— EXERCISE PROMPT —
Output every line of the material below unchanged, omitting the pictures.

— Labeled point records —
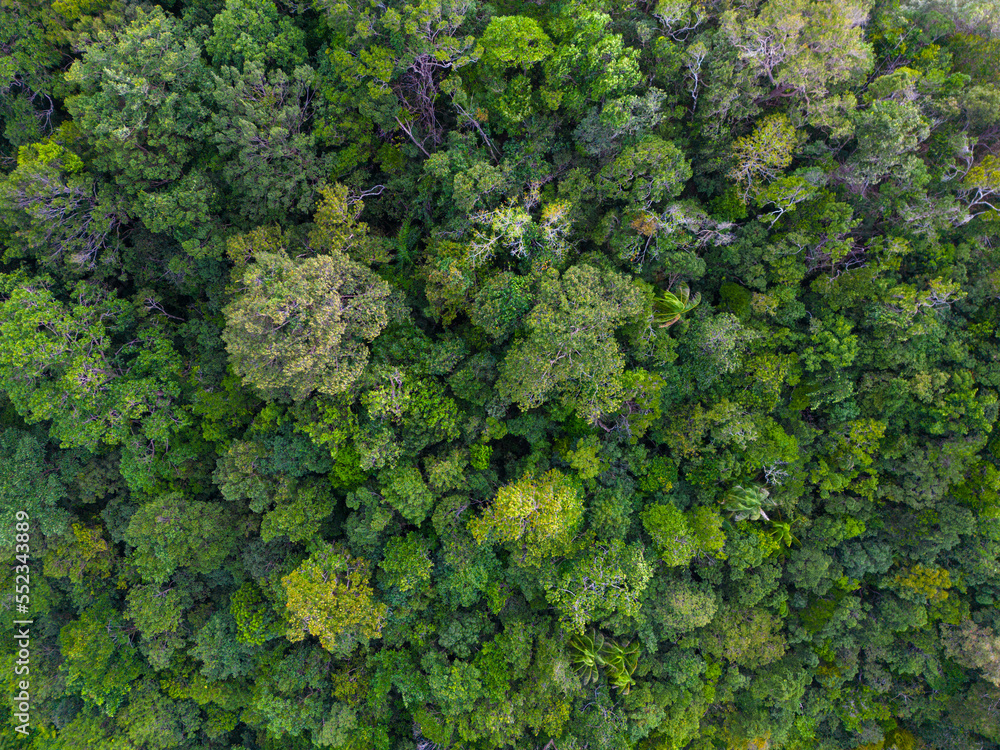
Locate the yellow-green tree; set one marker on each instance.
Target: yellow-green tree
(297, 327)
(760, 156)
(536, 517)
(329, 596)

— TASK RESULT —
Locate the yellow-green tree; set one marker on each instance.
Target: yellow-green tree
(297, 327)
(760, 156)
(536, 517)
(329, 596)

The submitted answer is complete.